──────── Records for the exercise ────────

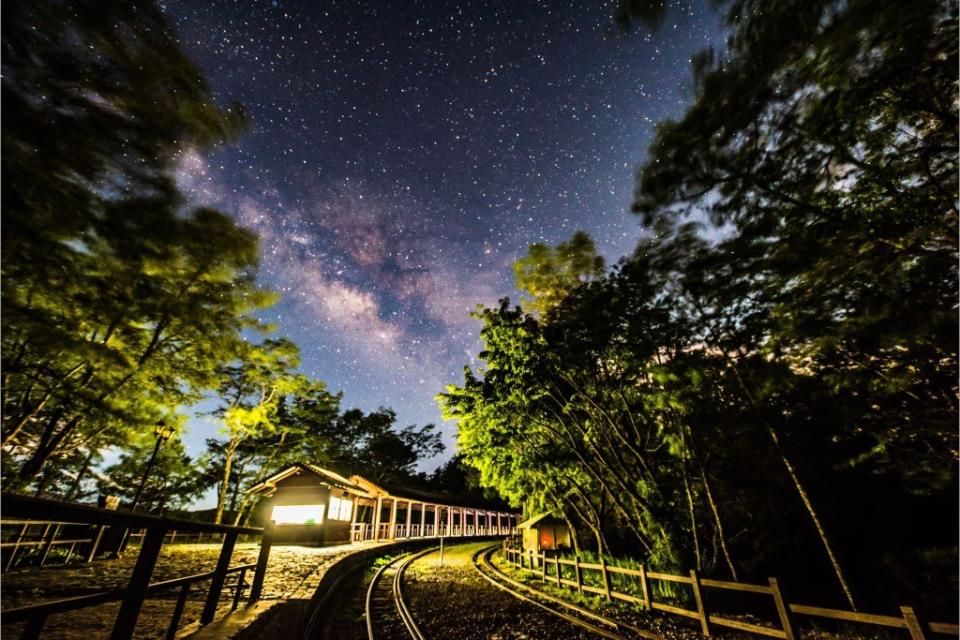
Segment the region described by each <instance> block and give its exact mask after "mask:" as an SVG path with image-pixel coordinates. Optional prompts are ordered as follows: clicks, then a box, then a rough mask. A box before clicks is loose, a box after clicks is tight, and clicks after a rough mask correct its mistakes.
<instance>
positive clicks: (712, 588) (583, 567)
mask: <svg viewBox="0 0 960 640" xmlns="http://www.w3.org/2000/svg"><path fill="white" fill-rule="evenodd" d="M504 556H505V557H506V558H507V560H508V561H509V562H510V563H511V564H513V565H514V566H518V567H521V568H523V567H522V561H520V560H519V559H520V558H521V557H522V556H520V555H519V554H518V553H517V552H516V551H513V550H510V549H507V550H505V552H504ZM534 557H535V558H536V559H537V560H539V561H540V566H539V568H540V571H541V572H542V573H541V579H543V580H546V579H547V577H548V576H549V578H550V579H551V581H553V582H555V583H556V584H557V585H558V586H561V585H562V586H567V587H570V588H571V589H577V590H578V591H579V592H580V593H593V594H597V595H601V596H605V597H606V598H607V599H608V600H620V601H623V602H630V603H633V604H639V605H643V606H644V607H645V608H647V609H648V610H656V611H663V612H665V613H670V614H673V615H678V616H683V617H685V618H691V619H693V620H697V621H698V622H700V625H701V631H702V633H703V634H704V635H705V636H709V635H711V633H712V630H711V628H710V627H711V625H716V626H720V627H727V628H730V629H736V630H738V631H745V632H748V633H753V634H756V635H761V636H766V637H769V638H782V639H783V640H795V639H796V638H797V637H798V636H797V633H796V630H795V626H796V623H795V620H794V617H795V616H796V615H802V616H812V617H819V618H828V619H832V620H842V621H845V622H855V623H860V624H865V625H876V626H883V627H890V628H895V629H905V630H907V631H908V632H909V633H910V636H911V640H926V638H928V637H929V636H928V635H925V632H927V631H929V633H931V634H946V635H953V636H956V635H960V625H957V624H953V623H945V622H929V623H928V622H926V621H925V620H924V619H923V618H921V617H919V616H918V615H917V613H916V612H915V611H914V609H913V608H912V607H906V606H904V607H901V608H900V610H901V611H900V612H901V615H900V616H889V615H877V614H872V613H860V612H856V611H845V610H842V609H830V608H826V607H814V606H809V605H799V604H789V603H787V602H786V600H785V598H784V596H783V594H782V592H781V586H780V584H779V582H778V581H777V579H776V578H770V579H769V580H768V584H765V585H762V584H750V583H745V582H731V581H728V580H716V579H712V578H701V577H700V576H699V575H698V574H697V573H696V572H695V571H691V572H690V575H689V576H680V575H674V574H670V573H662V572H658V571H647V570H646V568H645V567H644V566H643V565H640V566H639V568H636V569H634V568H630V567H616V566H610V565H608V564H607V562H606V559H605V558H603V557H602V556H601V557H600V561H599V562H598V563H592V562H583V561H582V560H581V559H580V557H579V556H578V555H577V556H575V557H574V559H573V560H567V559H562V558H559V557H553V558H548V557H547V556H546V554H537V555H535V556H534ZM515 558H516V560H515ZM548 563H549V564H552V565H553V566H554V570H555V571H556V573H555V574H548V573H547V572H546V565H547V564H548ZM563 566H569V567H573V569H574V571H575V572H576V573H575V578H576V580H570V579H568V578H564V577H563V573H562V570H561V567H563ZM531 569H533V563H532V562H531ZM591 571H592V572H595V573H598V574H600V575H599V579H600V580H599V581H600V584H601V586H599V587H597V586H593V585H591V584H587V580H586V578H585V577H584V576H585V574H587V573H588V572H591ZM611 574H617V575H623V576H631V577H634V578H637V579H638V580H637V581H636V582H637V583H638V586H639V587H640V590H641V591H642V594H643V595H642V597H637V596H635V595H632V594H629V593H622V592H620V591H617V590H615V589H614V588H613V586H612V584H611V581H610V575H611ZM650 580H661V581H664V582H672V583H675V584H684V585H689V586H690V589H691V595H692V596H693V601H694V602H695V603H696V605H697V610H696V611H693V610H690V609H684V608H682V607H678V606H675V605H672V604H667V603H664V602H655V601H654V600H653V593H652V590H651V588H650V584H649V581H650ZM705 589H722V590H727V591H735V592H740V593H752V594H755V595H760V596H766V597H769V598H771V600H772V601H773V605H774V609H775V611H776V615H777V617H776V621H777V622H778V623H779V627H778V626H767V625H761V624H754V623H750V622H744V621H742V620H735V619H733V618H727V617H724V616H721V615H717V614H712V613H710V612H709V602H708V599H707V598H706V597H705Z"/></svg>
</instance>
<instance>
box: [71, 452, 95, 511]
mask: <svg viewBox="0 0 960 640" xmlns="http://www.w3.org/2000/svg"><path fill="white" fill-rule="evenodd" d="M96 453H97V450H96V449H95V448H94V447H92V446H91V447H90V453H88V454H87V457H86V458H85V459H84V461H83V464H82V465H81V466H80V470H79V471H77V477H76V479H74V481H73V484H72V485H71V486H70V490H69V491H67V501H68V502H73V501H74V500H76V499H77V496H78V495H79V494H80V485H81V484H82V483H83V477H84V476H85V475H87V471H89V470H90V463H91V462H93V456H94V455H96Z"/></svg>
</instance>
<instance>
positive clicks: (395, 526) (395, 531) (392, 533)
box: [387, 498, 397, 540]
mask: <svg viewBox="0 0 960 640" xmlns="http://www.w3.org/2000/svg"><path fill="white" fill-rule="evenodd" d="M387 537H388V538H390V539H391V540H392V539H394V538H395V537H397V499H396V498H393V499H392V500H391V501H390V530H389V531H388V532H387Z"/></svg>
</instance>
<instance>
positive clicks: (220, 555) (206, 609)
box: [200, 531, 237, 626]
mask: <svg viewBox="0 0 960 640" xmlns="http://www.w3.org/2000/svg"><path fill="white" fill-rule="evenodd" d="M236 541H237V533H236V532H235V531H231V532H230V533H228V534H226V535H225V536H224V538H223V546H222V547H220V557H219V558H218V559H217V568H216V569H214V570H213V578H212V579H211V580H210V590H209V591H207V601H206V602H205V603H204V605H203V613H202V614H200V626H204V625H208V624H210V623H211V622H213V619H214V617H216V615H217V604H218V603H219V602H220V592H221V591H223V582H224V580H226V578H227V569H229V568H230V556H232V555H233V545H234V544H235V543H236Z"/></svg>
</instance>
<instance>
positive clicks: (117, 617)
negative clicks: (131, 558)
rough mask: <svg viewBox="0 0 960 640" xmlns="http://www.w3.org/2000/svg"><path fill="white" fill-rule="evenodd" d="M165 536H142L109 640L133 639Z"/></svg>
mask: <svg viewBox="0 0 960 640" xmlns="http://www.w3.org/2000/svg"><path fill="white" fill-rule="evenodd" d="M166 534H167V532H166V531H164V530H163V529H147V532H146V534H145V535H144V536H143V541H142V542H141V543H140V552H139V553H138V554H137V563H136V564H135V565H134V567H133V573H132V574H131V575H130V581H129V582H128V583H127V589H126V592H125V593H124V596H123V600H121V601H120V611H119V612H118V613H117V617H116V619H115V620H114V622H113V631H112V632H111V633H110V638H111V640H127V639H128V638H132V637H133V631H134V629H136V627H137V618H139V617H140V609H141V608H142V607H143V601H144V600H145V599H146V597H147V585H149V584H150V576H152V575H153V567H154V566H155V565H156V564H157V558H158V557H159V556H160V547H162V546H163V539H164V537H166ZM227 560H229V557H228V558H227Z"/></svg>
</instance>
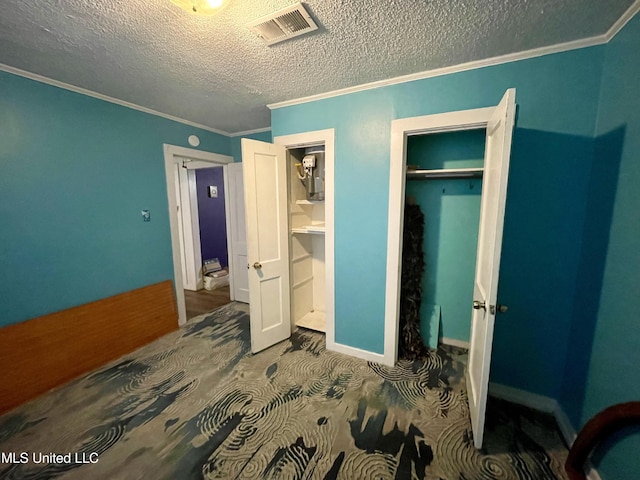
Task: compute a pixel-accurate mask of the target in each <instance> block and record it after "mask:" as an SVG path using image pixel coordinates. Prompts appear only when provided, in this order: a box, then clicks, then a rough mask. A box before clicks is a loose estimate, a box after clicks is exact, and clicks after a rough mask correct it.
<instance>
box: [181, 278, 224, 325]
mask: <svg viewBox="0 0 640 480" xmlns="http://www.w3.org/2000/svg"><path fill="white" fill-rule="evenodd" d="M184 298H185V302H186V304H187V318H188V319H190V318H193V317H197V316H198V315H202V314H203V313H208V312H211V311H212V310H215V309H216V308H218V307H221V306H223V305H226V304H227V303H229V302H231V297H230V296H229V285H226V286H224V287H220V288H216V289H215V290H206V289H202V290H198V291H196V292H194V291H191V290H185V291H184Z"/></svg>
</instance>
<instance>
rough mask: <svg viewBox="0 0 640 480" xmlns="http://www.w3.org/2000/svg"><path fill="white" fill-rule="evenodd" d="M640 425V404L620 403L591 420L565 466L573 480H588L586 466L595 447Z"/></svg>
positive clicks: (584, 426) (572, 451) (609, 408)
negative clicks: (601, 442)
mask: <svg viewBox="0 0 640 480" xmlns="http://www.w3.org/2000/svg"><path fill="white" fill-rule="evenodd" d="M632 425H640V402H627V403H619V404H617V405H614V406H612V407H609V408H606V409H604V410H603V411H601V412H600V413H598V414H597V415H596V416H595V417H593V418H592V419H591V420H589V421H588V422H587V423H586V425H585V426H584V427H583V428H582V430H580V433H578V436H577V437H576V439H575V441H574V442H573V445H572V446H571V449H570V450H569V456H568V457H567V461H566V463H565V464H564V469H565V470H566V472H567V474H568V475H569V478H570V479H571V480H586V478H587V477H586V475H585V473H584V466H585V463H586V462H587V457H588V456H589V455H590V454H591V452H592V451H593V449H594V448H595V446H596V445H597V444H598V443H600V442H602V441H603V440H605V439H606V438H607V437H609V436H611V435H612V434H614V433H615V432H616V431H618V430H620V429H622V428H625V427H630V426H632Z"/></svg>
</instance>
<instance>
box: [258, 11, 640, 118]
mask: <svg viewBox="0 0 640 480" xmlns="http://www.w3.org/2000/svg"><path fill="white" fill-rule="evenodd" d="M637 1H640V0H637ZM605 43H607V36H606V34H603V35H598V36H595V37H589V38H583V39H580V40H574V41H571V42H565V43H559V44H556V45H550V46H547V47H540V48H534V49H532V50H526V51H523V52H516V53H508V54H506V55H500V56H497V57H491V58H486V59H483V60H474V61H471V62H467V63H461V64H459V65H453V66H450V67H442V68H436V69H433V70H426V71H423V72H418V73H411V74H409V75H402V76H400V77H394V78H389V79H386V80H379V81H375V82H370V83H364V84H362V85H357V86H355V87H348V88H342V89H339V90H333V91H331V92H326V93H320V94H318V95H311V96H308V97H301V98H297V99H294V100H286V101H284V102H277V103H271V104H269V105H267V107H268V108H269V109H271V110H275V109H278V108H284V107H291V106H294V105H300V104H302V103H308V102H315V101H317V100H324V99H327V98H333V97H338V96H341V95H347V94H350V93H357V92H363V91H365V90H373V89H375V88H380V87H387V86H390V85H397V84H400V83H407V82H413V81H416V80H424V79H426V78H433V77H440V76H443V75H451V74H452V73H460V72H466V71H469V70H476V69H478V68H484V67H491V66H495V65H501V64H504V63H511V62H517V61H520V60H528V59H530V58H536V57H542V56H545V55H551V54H553V53H560V52H567V51H570V50H578V49H580V48H586V47H593V46H596V45H602V44H605Z"/></svg>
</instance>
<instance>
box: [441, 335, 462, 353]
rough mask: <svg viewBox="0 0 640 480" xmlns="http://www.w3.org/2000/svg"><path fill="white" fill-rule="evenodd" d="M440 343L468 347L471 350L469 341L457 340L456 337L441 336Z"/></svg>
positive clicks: (455, 346)
mask: <svg viewBox="0 0 640 480" xmlns="http://www.w3.org/2000/svg"><path fill="white" fill-rule="evenodd" d="M440 343H443V344H445V345H451V346H452V347H459V348H466V349H467V350H469V342H465V341H463V340H456V339H455V338H447V337H442V338H440Z"/></svg>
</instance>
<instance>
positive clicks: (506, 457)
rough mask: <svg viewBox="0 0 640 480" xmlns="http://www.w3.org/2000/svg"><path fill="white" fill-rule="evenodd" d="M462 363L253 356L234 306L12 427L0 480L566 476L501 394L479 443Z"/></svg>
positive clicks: (516, 407) (323, 350) (300, 333)
mask: <svg viewBox="0 0 640 480" xmlns="http://www.w3.org/2000/svg"><path fill="white" fill-rule="evenodd" d="M465 362H466V351H464V350H462V349H457V348H454V347H447V346H443V347H441V348H439V349H438V350H437V351H429V353H428V356H427V357H426V358H424V359H422V360H419V361H414V362H409V361H404V362H403V361H401V362H400V363H399V364H398V365H397V366H396V367H393V368H389V367H385V366H382V365H379V364H376V363H372V362H366V361H363V360H359V359H355V358H351V357H349V356H345V355H342V354H338V353H334V352H329V351H326V350H325V344H324V335H322V334H319V333H315V332H311V331H307V330H302V329H298V330H296V331H294V332H293V334H292V336H291V338H290V339H289V340H287V341H285V342H282V343H280V344H278V345H275V346H273V347H271V348H269V349H267V350H266V351H264V352H261V353H258V354H256V355H253V354H251V352H250V338H249V316H248V306H246V305H243V304H238V303H232V304H230V305H228V306H225V307H222V308H221V309H219V310H216V311H215V312H213V313H211V314H208V315H204V316H201V317H198V318H196V319H194V320H192V321H190V322H188V323H187V325H186V326H185V327H184V328H182V329H181V330H179V331H177V332H174V333H171V334H169V335H167V336H165V337H163V338H161V339H160V340H157V341H155V342H154V343H152V344H150V345H147V346H146V347H143V348H141V349H139V350H137V351H136V352H134V353H132V354H130V355H127V356H125V357H123V358H121V359H119V360H118V361H116V362H113V363H111V364H109V365H107V366H105V367H103V368H101V369H99V370H97V371H95V372H93V373H91V374H89V375H86V376H84V377H82V378H80V379H77V380H75V381H74V382H72V383H70V384H68V385H66V386H64V387H61V388H59V389H57V390H54V391H52V392H49V393H47V394H46V395H44V396H42V397H40V398H38V399H36V400H34V401H32V402H29V403H27V404H25V405H23V406H21V407H19V408H17V409H15V410H13V411H11V412H9V413H7V414H5V415H4V416H2V417H0V452H2V453H3V457H2V463H0V478H2V479H48V478H64V479H86V478H91V479H146V478H150V479H154V480H155V479H200V478H206V479H212V478H216V479H350V480H351V479H460V480H462V479H465V480H476V479H532V480H534V479H535V480H540V479H555V478H566V477H565V476H564V473H563V467H562V465H563V464H564V461H565V459H566V456H567V450H566V447H565V446H564V443H563V441H562V440H561V437H560V435H559V433H558V432H557V429H556V427H555V425H554V423H553V419H552V418H550V417H548V416H546V415H542V414H539V413H538V412H534V411H530V410H526V409H522V408H520V407H515V406H513V405H510V404H508V403H505V402H500V401H497V400H494V399H491V403H490V405H489V412H488V417H487V431H486V434H485V439H486V441H485V448H484V449H483V450H482V451H478V450H476V449H475V448H473V442H472V439H471V430H470V423H469V412H468V406H467V398H466V392H465V385H464V375H463V373H464V365H465ZM43 374H46V370H43ZM11 454H13V456H11ZM23 454H24V455H23ZM50 454H52V455H64V456H63V457H55V456H52V457H51V458H53V461H44V460H47V459H49V460H50V459H51V458H50V457H47V456H46V455H50ZM66 454H71V455H69V457H67V456H66ZM43 455H44V456H43ZM78 455H80V457H79V458H80V460H81V461H78ZM69 458H71V460H70V461H67V460H68V459H69ZM22 459H24V460H26V461H25V463H22V461H21V460H22ZM43 459H44V460H43Z"/></svg>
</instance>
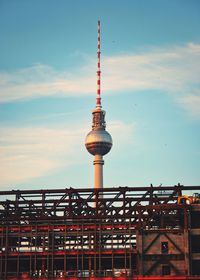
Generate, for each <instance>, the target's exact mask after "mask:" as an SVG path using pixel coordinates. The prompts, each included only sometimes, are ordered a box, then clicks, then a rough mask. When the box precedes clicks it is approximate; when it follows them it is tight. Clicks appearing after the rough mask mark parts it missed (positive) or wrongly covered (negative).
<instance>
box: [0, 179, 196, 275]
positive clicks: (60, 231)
mask: <svg viewBox="0 0 200 280" xmlns="http://www.w3.org/2000/svg"><path fill="white" fill-rule="evenodd" d="M187 192H190V193H195V194H194V195H193V196H188V195H187V196H186V195H184V193H187ZM198 192H200V186H198V187H197V186H196V187H192V186H181V185H179V184H178V185H177V186H173V187H153V186H150V187H135V188H134V187H133V188H131V187H119V188H110V189H109V188H105V189H103V190H98V189H97V190H94V189H73V188H69V189H51V190H33V191H31V190H26V191H20V190H16V191H6V192H1V193H0V195H1V201H0V223H1V225H0V243H1V245H0V248H1V249H0V279H13V280H14V279H70V278H71V279H77V278H79V279H84V278H86V279H112V278H117V277H119V278H120V279H143V278H144V279H146V278H147V277H148V276H149V277H150V276H151V278H150V279H157V277H161V278H162V277H167V279H200V204H199V195H198V194H197V193H198ZM94 205H95V207H94ZM198 275H199V276H198ZM170 277H171V278H170ZM147 279H148V278H147Z"/></svg>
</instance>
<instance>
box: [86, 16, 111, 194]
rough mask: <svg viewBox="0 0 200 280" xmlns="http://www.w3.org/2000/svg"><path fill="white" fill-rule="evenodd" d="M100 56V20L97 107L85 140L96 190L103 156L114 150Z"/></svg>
mask: <svg viewBox="0 0 200 280" xmlns="http://www.w3.org/2000/svg"><path fill="white" fill-rule="evenodd" d="M100 55H101V51H100V20H98V44H97V60H98V61H97V94H96V107H95V109H94V110H93V111H92V115H93V117H92V130H91V131H90V132H89V133H88V134H87V136H86V139H85V146H86V149H87V150H88V152H89V153H90V154H92V155H93V156H94V161H93V164H94V188H95V189H96V190H97V189H100V190H101V189H102V188H103V165H104V160H103V156H104V155H106V154H107V153H109V152H110V149H111V148H112V137H111V135H110V134H109V133H108V132H107V131H106V122H105V113H106V112H105V111H104V110H102V109H101V68H100ZM101 198H102V196H101Z"/></svg>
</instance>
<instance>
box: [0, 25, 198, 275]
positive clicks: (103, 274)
mask: <svg viewBox="0 0 200 280" xmlns="http://www.w3.org/2000/svg"><path fill="white" fill-rule="evenodd" d="M97 55H98V68H97V97H96V107H95V109H94V110H93V112H92V115H93V124H92V130H91V131H90V132H89V133H88V135H87V137H86V141H85V146H86V148H87V150H88V152H89V153H90V154H92V155H93V156H94V169H95V176H94V177H95V182H94V186H92V188H90V189H88V188H78V186H77V187H76V188H69V187H68V188H63V189H59V188H54V189H34V190H29V189H27V190H12V191H0V280H21V279H26V280H114V279H115V280H116V279H120V280H159V279H165V280H186V279H187V280H200V185H198V186H183V185H180V184H177V185H174V186H158V187H156V186H153V185H152V184H151V185H150V186H143V187H141V186H139V187H138V186H134V187H132V186H126V187H115V188H103V163H104V161H103V156H104V155H106V154H107V153H108V152H109V151H110V149H111V147H112V138H111V136H110V134H109V133H108V132H107V131H106V125H105V111H103V110H102V108H101V91H100V75H101V71H100V22H98V52H97ZM124 179H125V178H124ZM166 179H167V178H165V180H166ZM94 205H95V207H94Z"/></svg>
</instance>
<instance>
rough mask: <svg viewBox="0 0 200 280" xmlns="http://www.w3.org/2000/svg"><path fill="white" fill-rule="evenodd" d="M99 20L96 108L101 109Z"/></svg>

────────

» Exercise:
Lines in the data holding the word "before": count them and say how many, nothing more.

» Written response:
2